**YOUR INSTRUCTIONS**
Transcribe verbatim every line from the line containing "[tag] sunglasses on" to the end of the entries, including both endpoints. Output nothing beyond those lines.

Object point labels
-- start --

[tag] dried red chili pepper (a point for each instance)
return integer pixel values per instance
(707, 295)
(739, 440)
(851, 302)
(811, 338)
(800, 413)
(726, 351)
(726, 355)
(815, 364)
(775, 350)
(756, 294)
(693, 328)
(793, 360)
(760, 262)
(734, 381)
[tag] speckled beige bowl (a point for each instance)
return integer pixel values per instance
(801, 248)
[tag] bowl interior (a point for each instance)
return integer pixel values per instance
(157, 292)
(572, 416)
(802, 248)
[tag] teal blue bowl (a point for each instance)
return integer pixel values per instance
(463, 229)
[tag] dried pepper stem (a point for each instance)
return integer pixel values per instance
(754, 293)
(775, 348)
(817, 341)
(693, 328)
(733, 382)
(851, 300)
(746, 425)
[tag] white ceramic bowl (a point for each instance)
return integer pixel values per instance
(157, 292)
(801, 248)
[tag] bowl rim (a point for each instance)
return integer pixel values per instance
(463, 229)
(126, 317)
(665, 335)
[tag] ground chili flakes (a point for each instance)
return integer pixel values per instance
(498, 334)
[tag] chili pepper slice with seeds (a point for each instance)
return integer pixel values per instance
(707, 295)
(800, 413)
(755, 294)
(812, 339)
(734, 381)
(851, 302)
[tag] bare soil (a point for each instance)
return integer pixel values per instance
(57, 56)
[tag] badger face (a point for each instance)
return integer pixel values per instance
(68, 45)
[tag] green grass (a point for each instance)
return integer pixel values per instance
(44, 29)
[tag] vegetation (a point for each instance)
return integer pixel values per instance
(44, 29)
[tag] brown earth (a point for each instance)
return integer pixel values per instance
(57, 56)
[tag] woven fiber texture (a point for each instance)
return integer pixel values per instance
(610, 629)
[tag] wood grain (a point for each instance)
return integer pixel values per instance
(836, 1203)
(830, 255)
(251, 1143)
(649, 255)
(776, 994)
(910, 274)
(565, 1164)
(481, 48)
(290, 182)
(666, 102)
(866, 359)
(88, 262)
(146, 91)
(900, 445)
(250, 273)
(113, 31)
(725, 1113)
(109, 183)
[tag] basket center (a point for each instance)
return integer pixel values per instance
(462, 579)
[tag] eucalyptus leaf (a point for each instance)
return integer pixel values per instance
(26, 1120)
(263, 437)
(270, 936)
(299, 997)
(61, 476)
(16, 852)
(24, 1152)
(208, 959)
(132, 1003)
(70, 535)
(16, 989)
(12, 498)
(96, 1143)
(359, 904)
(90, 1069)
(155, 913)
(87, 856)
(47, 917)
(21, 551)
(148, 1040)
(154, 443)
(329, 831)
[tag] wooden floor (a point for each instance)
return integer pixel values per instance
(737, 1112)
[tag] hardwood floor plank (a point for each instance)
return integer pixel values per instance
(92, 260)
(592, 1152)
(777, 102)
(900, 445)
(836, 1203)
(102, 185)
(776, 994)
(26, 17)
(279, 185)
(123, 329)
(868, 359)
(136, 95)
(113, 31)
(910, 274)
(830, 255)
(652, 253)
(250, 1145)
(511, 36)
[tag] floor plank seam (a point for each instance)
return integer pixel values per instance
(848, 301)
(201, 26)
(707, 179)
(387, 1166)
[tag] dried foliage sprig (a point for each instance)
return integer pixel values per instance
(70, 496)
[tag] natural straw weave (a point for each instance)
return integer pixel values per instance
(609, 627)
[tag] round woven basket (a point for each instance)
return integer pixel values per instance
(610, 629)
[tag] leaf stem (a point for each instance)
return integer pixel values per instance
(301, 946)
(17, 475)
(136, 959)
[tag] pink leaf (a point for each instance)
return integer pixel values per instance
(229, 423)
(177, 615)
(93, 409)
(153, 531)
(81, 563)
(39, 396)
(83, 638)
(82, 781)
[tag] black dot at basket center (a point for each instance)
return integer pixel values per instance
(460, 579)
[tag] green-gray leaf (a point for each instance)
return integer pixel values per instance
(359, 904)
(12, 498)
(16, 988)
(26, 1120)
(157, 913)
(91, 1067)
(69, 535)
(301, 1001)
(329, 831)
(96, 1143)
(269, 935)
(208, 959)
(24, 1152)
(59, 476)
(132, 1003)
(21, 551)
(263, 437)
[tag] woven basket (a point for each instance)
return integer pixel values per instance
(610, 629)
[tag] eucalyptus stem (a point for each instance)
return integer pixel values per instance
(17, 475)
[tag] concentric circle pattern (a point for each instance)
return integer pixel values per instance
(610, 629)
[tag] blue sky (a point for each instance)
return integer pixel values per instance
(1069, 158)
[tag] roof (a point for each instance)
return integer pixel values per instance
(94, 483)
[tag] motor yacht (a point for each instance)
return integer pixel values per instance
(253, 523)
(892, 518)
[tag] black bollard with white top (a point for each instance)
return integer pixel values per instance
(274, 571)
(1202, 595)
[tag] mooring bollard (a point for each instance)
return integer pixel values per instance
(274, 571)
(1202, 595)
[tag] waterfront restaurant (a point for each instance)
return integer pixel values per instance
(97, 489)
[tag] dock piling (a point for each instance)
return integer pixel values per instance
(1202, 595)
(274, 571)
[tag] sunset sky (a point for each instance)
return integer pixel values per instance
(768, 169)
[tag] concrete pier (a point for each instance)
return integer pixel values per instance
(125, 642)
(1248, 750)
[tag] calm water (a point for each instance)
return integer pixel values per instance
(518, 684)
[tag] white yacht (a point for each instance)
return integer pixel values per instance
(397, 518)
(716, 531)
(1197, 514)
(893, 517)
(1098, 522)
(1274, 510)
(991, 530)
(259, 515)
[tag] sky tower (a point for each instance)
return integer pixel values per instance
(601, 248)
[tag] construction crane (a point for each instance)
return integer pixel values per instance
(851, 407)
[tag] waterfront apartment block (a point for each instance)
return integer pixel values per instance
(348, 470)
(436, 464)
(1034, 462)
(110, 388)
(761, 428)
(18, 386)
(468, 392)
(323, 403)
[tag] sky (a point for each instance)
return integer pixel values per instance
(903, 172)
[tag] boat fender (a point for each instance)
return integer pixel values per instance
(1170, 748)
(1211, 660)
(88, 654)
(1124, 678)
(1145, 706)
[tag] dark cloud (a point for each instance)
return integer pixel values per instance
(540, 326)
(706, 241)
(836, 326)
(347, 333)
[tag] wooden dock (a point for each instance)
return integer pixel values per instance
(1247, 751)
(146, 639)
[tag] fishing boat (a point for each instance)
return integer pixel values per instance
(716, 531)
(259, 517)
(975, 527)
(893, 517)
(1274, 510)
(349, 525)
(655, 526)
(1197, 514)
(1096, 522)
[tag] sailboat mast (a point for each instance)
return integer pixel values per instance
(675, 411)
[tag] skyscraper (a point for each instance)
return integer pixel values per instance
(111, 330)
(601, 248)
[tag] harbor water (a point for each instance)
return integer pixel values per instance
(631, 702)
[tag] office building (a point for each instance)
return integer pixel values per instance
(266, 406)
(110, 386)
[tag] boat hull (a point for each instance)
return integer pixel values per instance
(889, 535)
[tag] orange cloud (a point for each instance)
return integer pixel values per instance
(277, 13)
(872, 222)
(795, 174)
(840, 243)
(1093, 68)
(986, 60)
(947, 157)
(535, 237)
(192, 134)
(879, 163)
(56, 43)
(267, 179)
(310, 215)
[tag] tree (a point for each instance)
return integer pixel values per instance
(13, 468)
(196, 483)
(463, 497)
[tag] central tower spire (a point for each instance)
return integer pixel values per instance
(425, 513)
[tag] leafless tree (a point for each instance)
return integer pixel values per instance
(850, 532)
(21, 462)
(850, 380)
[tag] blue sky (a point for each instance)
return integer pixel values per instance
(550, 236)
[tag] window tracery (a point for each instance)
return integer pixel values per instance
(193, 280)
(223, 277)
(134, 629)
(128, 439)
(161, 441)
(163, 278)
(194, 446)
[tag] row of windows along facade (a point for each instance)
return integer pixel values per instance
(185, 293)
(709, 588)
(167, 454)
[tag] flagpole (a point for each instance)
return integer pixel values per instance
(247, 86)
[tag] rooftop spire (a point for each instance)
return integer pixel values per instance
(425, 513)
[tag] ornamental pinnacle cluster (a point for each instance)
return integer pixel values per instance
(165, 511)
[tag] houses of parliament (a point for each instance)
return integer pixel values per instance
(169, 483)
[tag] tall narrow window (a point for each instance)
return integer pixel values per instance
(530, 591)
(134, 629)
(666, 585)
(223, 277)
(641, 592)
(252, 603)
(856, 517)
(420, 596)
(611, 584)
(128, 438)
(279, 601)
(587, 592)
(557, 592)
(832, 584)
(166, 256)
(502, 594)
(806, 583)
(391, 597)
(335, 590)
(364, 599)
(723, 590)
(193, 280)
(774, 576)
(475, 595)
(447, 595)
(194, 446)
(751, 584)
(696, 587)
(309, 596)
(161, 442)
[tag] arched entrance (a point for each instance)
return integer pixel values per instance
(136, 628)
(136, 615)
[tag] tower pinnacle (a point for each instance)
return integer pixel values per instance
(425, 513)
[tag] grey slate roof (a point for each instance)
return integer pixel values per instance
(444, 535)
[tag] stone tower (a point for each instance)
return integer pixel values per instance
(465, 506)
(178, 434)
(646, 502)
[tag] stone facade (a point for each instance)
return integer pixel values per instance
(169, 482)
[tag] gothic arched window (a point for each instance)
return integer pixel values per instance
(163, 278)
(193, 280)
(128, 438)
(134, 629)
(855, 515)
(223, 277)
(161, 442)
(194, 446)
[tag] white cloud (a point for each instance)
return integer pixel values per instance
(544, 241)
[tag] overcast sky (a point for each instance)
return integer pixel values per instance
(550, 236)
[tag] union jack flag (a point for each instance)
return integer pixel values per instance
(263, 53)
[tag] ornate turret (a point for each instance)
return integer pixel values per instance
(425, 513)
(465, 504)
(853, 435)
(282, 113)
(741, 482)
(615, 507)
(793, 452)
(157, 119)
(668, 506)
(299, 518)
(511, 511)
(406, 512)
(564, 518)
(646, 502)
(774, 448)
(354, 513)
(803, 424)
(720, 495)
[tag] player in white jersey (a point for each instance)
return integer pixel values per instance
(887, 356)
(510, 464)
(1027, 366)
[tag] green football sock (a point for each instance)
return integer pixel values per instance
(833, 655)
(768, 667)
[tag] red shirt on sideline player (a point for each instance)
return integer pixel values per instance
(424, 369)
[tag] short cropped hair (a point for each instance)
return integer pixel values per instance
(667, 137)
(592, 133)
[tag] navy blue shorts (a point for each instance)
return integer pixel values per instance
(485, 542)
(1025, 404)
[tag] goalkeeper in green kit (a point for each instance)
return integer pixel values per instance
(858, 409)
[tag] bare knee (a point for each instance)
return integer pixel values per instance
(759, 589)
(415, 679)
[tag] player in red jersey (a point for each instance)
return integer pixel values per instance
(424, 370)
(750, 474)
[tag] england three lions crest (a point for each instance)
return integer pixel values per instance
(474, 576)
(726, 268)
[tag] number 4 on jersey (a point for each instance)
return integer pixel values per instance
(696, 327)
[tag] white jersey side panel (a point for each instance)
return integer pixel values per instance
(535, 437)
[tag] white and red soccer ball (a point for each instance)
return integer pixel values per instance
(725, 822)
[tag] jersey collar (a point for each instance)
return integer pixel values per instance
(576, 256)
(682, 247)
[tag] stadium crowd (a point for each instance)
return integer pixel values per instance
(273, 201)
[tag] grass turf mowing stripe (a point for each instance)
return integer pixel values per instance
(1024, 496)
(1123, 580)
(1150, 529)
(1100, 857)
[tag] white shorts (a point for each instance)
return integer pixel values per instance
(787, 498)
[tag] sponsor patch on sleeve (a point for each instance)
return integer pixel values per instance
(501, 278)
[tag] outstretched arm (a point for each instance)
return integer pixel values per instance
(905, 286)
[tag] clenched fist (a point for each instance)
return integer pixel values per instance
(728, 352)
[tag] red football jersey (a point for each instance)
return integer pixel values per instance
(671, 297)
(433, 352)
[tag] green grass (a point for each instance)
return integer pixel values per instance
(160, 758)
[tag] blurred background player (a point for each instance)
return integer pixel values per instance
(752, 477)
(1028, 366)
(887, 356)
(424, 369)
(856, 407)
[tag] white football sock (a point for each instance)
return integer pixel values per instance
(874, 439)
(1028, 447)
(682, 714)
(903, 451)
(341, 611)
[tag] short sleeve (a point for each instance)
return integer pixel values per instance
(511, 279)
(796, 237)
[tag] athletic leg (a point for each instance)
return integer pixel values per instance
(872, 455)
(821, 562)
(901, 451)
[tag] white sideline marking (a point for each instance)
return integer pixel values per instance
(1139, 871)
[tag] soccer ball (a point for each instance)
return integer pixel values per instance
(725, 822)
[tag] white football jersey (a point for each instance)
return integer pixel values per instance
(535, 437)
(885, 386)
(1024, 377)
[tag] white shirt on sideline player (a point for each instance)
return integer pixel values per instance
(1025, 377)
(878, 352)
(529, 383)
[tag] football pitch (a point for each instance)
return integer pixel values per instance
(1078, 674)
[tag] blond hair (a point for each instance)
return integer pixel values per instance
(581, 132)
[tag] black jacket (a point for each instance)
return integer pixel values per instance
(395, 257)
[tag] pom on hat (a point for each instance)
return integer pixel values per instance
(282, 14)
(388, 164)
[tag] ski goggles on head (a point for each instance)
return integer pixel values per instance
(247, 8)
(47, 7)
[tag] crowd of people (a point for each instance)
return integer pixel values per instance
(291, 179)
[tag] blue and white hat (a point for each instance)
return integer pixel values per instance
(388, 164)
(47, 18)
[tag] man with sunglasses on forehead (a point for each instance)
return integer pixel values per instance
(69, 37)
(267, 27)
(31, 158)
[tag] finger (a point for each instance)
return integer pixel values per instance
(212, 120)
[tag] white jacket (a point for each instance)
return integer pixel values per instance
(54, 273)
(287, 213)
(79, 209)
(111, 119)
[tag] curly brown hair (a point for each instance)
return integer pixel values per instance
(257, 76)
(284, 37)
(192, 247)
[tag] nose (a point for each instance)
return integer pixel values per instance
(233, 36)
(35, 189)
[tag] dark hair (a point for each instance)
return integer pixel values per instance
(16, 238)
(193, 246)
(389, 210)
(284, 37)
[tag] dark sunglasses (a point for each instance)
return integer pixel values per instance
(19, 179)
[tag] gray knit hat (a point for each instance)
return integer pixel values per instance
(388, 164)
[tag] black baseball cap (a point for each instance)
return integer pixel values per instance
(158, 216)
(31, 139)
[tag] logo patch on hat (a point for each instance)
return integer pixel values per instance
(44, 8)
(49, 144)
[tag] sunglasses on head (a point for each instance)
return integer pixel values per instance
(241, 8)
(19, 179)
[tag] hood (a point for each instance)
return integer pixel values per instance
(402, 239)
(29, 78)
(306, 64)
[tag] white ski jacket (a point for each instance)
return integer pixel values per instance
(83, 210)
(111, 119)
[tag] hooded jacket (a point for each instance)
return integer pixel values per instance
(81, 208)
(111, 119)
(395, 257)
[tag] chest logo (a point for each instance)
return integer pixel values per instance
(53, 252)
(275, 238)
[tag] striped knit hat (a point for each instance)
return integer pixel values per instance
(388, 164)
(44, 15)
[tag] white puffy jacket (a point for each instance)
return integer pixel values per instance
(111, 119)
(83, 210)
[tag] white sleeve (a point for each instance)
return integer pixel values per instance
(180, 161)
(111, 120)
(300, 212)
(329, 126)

-- end --

**WRITTEN RESPONSE**
[tag] sunglasses on head (a point for each instance)
return integer pixel values per instance
(241, 8)
(19, 179)
[tag] hood (a point for each instance)
return integer pixel values per instance
(402, 239)
(29, 78)
(306, 64)
[tag] white ski jacket (a point for each instance)
return integer pixel values per instance
(83, 210)
(111, 119)
[tag] hooded jacket (a point for each instance)
return integer pixel values per instance
(81, 208)
(111, 119)
(395, 257)
[tag] chest logo (a point for each instance)
return integer pixel values per instance
(53, 252)
(275, 238)
[tag] striped knit hat (a point for each instance)
return integer pixel values per instance
(388, 164)
(44, 15)
[tag] white puffy jacket (a point for each instance)
return integer pixel values per instance
(111, 119)
(83, 210)
[tag] white sleeve (a point for each instance)
return integer pixel values per instance
(180, 161)
(111, 120)
(300, 212)
(329, 126)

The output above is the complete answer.